## START Data extract

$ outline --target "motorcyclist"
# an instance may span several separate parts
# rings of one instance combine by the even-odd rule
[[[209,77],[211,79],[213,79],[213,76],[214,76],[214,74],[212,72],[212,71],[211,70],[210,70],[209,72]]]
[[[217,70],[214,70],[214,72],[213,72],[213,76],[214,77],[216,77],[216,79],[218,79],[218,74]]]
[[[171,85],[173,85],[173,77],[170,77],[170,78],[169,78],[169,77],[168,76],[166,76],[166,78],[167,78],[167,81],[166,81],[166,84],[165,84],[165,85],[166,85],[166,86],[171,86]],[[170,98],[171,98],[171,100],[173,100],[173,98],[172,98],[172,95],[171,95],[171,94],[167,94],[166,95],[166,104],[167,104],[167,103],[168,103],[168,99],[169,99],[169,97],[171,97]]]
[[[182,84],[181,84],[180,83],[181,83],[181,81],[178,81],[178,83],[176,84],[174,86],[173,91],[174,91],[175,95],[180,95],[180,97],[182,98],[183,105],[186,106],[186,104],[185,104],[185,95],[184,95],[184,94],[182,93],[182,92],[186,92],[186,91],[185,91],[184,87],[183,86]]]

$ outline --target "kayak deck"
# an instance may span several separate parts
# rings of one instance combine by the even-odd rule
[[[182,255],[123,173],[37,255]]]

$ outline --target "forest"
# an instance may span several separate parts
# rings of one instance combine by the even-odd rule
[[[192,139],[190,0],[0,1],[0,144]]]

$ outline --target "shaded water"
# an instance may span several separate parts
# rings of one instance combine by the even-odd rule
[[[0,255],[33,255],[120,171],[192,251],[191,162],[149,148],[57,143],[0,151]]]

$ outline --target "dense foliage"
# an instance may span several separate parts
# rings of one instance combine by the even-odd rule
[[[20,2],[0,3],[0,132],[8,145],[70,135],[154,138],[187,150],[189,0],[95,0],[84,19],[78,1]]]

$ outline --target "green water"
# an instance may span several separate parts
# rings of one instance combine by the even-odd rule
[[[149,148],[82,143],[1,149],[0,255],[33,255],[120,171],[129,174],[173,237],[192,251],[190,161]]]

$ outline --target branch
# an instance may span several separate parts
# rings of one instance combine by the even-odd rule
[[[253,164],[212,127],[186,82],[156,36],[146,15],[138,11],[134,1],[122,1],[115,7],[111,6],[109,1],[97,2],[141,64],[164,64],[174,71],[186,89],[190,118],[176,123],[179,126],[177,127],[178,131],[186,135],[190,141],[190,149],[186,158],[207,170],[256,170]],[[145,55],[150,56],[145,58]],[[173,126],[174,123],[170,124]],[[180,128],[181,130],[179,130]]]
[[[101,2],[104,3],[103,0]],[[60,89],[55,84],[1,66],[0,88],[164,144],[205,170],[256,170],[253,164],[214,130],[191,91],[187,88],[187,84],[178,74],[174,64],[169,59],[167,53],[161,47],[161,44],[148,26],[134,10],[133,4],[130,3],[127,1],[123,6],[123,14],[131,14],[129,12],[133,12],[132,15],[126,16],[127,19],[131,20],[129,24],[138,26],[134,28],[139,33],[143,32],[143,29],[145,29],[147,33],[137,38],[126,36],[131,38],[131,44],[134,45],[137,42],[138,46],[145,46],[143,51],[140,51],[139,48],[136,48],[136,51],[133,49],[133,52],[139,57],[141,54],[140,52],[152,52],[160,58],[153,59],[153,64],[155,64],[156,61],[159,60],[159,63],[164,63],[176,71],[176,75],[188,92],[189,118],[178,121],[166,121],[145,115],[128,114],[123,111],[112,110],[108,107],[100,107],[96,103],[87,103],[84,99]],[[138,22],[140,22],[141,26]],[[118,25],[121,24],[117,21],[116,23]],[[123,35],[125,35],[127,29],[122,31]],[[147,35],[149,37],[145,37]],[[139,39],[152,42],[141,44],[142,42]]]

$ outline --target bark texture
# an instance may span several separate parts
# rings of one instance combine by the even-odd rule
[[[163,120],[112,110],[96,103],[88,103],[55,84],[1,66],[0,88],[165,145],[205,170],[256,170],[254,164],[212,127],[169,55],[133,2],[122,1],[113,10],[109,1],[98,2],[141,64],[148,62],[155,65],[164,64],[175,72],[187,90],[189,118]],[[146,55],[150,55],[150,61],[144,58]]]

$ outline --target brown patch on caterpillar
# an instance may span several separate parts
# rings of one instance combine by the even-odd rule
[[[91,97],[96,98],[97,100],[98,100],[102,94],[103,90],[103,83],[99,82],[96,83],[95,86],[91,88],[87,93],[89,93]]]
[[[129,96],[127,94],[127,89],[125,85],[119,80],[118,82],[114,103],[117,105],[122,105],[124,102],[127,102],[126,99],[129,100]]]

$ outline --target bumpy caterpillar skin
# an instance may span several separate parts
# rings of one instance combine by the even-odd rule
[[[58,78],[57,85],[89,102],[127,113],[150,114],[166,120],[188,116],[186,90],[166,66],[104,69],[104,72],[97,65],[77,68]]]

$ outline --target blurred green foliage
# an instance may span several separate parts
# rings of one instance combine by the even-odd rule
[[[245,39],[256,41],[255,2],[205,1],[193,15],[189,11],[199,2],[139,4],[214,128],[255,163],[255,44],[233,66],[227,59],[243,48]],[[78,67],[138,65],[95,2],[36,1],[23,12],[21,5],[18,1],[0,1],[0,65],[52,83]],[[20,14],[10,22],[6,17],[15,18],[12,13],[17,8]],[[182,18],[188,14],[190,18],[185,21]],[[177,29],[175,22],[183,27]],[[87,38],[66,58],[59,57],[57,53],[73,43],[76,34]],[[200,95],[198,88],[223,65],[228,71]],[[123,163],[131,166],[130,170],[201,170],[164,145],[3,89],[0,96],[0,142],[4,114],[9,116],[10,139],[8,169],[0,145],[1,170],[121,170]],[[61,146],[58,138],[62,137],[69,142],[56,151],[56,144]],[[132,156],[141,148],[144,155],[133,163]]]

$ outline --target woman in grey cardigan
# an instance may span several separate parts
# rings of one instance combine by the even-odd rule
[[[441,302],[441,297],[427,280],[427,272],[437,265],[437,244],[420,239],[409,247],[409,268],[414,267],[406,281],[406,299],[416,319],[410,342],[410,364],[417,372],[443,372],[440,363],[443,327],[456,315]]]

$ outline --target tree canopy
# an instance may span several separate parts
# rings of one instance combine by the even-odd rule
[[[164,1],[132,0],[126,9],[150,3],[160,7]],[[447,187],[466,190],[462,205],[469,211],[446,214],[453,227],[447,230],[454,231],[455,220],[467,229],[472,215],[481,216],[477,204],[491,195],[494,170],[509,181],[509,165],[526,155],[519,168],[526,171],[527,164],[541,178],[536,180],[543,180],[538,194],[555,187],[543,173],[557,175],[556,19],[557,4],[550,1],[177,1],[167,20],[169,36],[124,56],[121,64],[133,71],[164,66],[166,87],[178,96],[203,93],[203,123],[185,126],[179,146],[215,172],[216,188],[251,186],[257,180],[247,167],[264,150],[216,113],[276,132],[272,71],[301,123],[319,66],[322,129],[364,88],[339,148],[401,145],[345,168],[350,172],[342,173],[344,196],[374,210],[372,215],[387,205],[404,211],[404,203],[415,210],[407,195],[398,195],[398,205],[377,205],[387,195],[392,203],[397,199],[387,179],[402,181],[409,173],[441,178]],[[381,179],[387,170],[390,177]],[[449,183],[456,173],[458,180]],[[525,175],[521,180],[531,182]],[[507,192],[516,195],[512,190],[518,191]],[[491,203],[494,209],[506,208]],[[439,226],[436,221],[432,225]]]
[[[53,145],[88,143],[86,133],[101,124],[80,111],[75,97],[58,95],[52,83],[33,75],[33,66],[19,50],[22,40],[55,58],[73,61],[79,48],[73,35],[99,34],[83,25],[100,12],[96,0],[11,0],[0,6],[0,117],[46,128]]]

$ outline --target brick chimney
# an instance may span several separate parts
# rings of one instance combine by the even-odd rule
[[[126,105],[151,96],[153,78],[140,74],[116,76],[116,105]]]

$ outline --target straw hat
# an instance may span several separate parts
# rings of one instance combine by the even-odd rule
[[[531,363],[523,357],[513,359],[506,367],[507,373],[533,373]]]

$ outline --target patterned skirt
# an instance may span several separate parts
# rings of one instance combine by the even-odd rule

## END Data extract

Given instruction: Count the lines of the data above that contain the string "green", matching case exactly, and give only the number.

Task output: 2